[What to work on] Starting at the words "We recall sitting" and stopping after "simple as that.", copy the startup article again with "IPO" swapped for "merger".

[Page extract]
^^^^^^^^^^^^^^^^

One seemed particularly apropos to our interest in startups: Sartre’s “No Exit”.
Beyond the obvious ironic title, the final line of the play has a resonance here in the startup nation: “Let’s get on with it.”
Why the resonance?
We recall sitting at the Tel Aviv Hilton a few years back listening to a former IDF commander-turned-entrepreneur-turned-listed company CEO talk about the decision to go with an IPO.
His response: “ehhhhhhhhh, so I said, ‘nu, kadima’”. As simple as that.
The year that was…
Ark Israel Innovative Technology ETF (BATS:IZRL) down 39.8%
BlueStar Israel Technology ETF (NYSEARCA:ITEQ) down 30.7%
Ishares MSCI Israel ETF (NYSEARCA:EIS) down 29%
VanEck Israel ETF (NYSEARCA:ISRA) down 27.4%
ILS down 13.3% against USD
Stock Bloggers Weigh In
OPKO Health (NASDAQ:OPK, TLV:OPK) got a strong sell rating from Seeking Alpha contributor Harold Goldmeier, who cited “its own failing financial health and collapsing price.”
Perion Network (NASDAQ:PERI, TLV:PERI) showed up on the radar of blogger Michele Pagliaro, who likes the company’s double-digit growth prospects in the global digital ad market. He sees the Tel Aviv company’s FCF as enabling key acquisitions in the near term.
On The Motley Fool, top-ranked Bram Berkowitz (TipRanks #1,606 out of 20,615 financial bloggers) highlighted the PERI stake held by Ark Israel Innovative Technology ETF (BATS:IZRL). Fund manager Cathie Wood owns more than 91,000 of the shares, which are up more than 108% since purchase, he wrote.
Zim Integrated Shipping (NYSE:ZIM) is recommended at current price levels by Oakoff Investments, writing on Seeking Alpha. In its Dec. 30 technical analysis, the admitted to have been “wrong in many ways in my thinking about ZIM. Lately, I have been advocating active position management, not buy and hold.”

^^^^^^^^^^^^^^^^

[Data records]
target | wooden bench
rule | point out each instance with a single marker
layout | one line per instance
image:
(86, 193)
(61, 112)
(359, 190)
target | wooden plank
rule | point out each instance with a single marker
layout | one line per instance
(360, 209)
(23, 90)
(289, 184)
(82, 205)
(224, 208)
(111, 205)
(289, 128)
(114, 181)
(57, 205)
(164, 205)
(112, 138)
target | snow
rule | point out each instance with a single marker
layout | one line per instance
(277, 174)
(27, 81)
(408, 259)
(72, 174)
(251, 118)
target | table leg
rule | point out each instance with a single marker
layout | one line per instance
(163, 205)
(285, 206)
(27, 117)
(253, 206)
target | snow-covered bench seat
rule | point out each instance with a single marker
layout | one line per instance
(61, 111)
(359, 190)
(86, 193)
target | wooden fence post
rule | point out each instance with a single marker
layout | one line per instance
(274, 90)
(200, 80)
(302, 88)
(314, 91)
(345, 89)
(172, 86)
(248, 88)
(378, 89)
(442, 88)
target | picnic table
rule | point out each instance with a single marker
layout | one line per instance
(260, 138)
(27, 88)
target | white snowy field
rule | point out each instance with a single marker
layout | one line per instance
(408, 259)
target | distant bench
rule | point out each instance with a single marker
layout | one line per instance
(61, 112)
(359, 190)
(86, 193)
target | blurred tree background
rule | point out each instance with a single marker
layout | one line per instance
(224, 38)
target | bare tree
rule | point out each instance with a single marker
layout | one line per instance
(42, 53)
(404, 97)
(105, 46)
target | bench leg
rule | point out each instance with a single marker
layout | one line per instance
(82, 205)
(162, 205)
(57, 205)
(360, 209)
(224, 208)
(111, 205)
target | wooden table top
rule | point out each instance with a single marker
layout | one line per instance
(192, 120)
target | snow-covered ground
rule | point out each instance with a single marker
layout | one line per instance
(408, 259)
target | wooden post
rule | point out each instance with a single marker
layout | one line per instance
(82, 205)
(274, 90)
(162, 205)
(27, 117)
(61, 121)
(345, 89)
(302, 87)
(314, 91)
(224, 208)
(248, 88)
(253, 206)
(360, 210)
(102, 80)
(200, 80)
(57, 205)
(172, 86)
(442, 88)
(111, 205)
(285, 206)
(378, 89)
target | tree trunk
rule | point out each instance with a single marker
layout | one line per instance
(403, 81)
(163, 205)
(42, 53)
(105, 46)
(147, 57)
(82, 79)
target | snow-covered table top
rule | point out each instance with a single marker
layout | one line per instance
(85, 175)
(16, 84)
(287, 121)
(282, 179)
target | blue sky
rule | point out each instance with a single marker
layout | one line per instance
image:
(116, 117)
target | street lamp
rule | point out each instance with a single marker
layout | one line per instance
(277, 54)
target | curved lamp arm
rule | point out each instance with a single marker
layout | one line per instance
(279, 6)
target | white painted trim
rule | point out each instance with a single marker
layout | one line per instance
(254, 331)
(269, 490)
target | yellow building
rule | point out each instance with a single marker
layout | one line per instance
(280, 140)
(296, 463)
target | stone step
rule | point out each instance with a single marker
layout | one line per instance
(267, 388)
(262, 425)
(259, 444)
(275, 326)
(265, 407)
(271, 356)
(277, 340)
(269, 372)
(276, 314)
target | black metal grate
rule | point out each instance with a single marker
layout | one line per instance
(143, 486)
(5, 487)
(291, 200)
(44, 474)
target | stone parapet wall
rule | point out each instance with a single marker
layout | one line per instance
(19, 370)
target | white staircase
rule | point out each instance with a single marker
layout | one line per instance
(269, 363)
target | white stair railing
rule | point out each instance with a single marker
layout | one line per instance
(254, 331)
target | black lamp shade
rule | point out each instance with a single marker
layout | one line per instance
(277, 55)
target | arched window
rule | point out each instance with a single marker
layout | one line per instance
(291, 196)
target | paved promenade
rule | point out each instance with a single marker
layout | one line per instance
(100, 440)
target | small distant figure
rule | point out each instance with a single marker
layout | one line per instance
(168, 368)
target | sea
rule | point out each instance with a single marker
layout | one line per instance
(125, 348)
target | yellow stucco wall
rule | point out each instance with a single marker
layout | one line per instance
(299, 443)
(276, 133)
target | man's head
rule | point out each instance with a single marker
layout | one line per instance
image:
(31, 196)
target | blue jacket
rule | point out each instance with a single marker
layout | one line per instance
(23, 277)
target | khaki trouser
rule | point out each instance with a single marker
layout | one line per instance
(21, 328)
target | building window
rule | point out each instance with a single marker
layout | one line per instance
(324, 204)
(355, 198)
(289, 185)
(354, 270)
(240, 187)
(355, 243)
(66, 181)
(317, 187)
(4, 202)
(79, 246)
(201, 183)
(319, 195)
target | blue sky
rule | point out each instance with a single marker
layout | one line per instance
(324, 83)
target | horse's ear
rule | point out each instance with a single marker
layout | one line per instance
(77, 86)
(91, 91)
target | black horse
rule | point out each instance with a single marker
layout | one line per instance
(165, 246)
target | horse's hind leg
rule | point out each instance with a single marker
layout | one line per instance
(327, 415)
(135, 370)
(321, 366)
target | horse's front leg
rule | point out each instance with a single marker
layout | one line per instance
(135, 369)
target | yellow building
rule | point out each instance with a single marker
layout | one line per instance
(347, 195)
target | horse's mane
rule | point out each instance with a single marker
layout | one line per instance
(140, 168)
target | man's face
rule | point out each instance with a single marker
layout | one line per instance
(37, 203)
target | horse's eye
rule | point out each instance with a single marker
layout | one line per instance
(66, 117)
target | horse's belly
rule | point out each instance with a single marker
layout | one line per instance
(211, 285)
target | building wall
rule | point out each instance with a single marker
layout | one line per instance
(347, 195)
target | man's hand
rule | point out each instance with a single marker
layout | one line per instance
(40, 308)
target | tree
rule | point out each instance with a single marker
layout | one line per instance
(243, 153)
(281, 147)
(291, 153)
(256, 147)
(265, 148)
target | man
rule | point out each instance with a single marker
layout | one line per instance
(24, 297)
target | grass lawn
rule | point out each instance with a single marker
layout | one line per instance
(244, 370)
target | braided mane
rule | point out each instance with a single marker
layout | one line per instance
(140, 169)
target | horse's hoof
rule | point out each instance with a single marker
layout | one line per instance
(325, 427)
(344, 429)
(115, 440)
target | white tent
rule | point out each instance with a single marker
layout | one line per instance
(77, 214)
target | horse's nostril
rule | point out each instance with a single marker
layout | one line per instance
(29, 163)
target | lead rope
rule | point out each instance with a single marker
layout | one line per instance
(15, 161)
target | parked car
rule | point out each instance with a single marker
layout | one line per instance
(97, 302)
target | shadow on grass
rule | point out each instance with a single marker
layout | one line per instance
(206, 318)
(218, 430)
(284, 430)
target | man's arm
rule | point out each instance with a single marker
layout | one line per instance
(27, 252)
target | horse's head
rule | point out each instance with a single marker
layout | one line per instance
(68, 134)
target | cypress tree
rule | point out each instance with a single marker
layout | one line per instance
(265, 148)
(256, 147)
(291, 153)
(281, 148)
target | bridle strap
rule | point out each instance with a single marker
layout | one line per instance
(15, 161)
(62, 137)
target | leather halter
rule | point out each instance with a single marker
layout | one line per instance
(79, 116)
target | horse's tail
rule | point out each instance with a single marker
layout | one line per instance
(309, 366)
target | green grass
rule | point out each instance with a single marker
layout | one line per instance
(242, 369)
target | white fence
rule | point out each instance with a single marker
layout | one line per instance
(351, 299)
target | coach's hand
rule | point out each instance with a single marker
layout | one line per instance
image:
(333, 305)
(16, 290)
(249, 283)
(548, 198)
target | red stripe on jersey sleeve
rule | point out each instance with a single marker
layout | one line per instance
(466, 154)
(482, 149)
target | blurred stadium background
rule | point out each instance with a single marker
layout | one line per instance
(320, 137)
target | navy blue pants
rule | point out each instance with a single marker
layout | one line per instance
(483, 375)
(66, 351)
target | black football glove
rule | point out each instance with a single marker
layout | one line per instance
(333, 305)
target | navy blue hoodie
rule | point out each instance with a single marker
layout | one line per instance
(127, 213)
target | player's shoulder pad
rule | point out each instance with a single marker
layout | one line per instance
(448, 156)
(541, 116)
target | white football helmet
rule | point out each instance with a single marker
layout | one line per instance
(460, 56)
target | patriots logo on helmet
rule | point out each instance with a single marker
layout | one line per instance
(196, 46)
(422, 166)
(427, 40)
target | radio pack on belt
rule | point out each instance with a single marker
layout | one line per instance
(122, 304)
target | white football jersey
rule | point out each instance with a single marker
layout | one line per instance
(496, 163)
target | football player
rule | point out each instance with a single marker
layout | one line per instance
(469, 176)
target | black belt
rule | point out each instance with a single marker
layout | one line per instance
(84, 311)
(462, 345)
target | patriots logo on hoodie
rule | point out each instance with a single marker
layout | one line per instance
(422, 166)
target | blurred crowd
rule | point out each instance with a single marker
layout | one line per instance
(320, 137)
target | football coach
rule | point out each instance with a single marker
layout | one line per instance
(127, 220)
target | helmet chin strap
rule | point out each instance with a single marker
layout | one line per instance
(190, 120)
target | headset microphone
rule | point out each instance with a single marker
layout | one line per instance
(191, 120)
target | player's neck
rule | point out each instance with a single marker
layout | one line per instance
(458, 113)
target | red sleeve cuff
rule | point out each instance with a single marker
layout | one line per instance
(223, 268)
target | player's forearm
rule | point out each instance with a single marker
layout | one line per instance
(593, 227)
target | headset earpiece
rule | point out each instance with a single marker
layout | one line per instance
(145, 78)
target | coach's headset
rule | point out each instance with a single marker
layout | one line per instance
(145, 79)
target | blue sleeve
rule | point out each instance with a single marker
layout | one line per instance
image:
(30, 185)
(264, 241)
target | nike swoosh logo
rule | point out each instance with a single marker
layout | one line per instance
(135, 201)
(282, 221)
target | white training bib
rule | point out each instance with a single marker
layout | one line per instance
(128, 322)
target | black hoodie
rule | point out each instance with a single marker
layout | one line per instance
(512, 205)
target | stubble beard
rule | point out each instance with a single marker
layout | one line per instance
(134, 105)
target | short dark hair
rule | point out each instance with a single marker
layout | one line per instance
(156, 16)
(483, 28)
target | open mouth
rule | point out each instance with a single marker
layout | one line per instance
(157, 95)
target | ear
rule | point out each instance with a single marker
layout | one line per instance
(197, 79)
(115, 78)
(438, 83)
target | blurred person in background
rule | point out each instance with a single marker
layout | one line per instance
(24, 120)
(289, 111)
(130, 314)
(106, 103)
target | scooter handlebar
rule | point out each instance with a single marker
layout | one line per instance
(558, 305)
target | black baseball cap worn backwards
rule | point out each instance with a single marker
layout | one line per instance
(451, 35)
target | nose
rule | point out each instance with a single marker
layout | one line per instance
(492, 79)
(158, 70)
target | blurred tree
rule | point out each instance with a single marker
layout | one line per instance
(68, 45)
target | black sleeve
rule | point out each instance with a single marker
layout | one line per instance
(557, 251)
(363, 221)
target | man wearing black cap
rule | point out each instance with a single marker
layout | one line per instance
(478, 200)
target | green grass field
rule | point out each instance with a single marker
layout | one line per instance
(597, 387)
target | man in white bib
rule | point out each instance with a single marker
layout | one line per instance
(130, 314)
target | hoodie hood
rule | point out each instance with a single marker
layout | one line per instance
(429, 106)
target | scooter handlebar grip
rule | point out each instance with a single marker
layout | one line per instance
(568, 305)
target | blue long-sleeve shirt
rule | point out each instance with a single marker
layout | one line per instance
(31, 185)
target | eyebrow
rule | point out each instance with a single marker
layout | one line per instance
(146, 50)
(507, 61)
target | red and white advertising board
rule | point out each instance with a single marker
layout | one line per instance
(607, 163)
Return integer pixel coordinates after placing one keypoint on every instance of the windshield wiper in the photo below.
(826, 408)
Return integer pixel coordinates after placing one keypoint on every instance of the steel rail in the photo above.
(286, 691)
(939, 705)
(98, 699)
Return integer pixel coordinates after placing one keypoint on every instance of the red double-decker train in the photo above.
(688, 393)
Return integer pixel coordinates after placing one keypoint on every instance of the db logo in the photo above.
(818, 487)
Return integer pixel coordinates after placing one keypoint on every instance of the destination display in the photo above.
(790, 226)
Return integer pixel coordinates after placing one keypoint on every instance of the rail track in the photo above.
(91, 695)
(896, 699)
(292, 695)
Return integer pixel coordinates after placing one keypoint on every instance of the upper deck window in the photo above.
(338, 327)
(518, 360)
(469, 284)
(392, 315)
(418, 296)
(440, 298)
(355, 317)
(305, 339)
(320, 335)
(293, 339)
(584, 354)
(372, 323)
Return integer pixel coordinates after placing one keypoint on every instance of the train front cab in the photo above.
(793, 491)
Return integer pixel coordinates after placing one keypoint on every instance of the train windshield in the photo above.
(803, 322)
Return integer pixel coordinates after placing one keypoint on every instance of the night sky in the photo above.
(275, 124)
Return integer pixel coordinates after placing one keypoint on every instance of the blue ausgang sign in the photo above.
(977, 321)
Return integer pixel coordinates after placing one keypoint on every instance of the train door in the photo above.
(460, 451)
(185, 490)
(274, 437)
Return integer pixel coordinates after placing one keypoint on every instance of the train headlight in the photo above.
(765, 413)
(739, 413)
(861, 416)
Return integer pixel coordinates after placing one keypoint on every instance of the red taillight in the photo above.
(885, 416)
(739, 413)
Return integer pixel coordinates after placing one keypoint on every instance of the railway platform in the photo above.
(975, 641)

^^^^^^^^^^^^^^^^

[Task response]
We recall sitting at the Tel Aviv Hilton a few years back listening to a former IDF commander-turned-entrepreneur-turned-listed company CEO talk about the decision to go with an merger.
His response: “ehhhhhhhhh, so I said, ‘nu, kadima’”. As simple as that.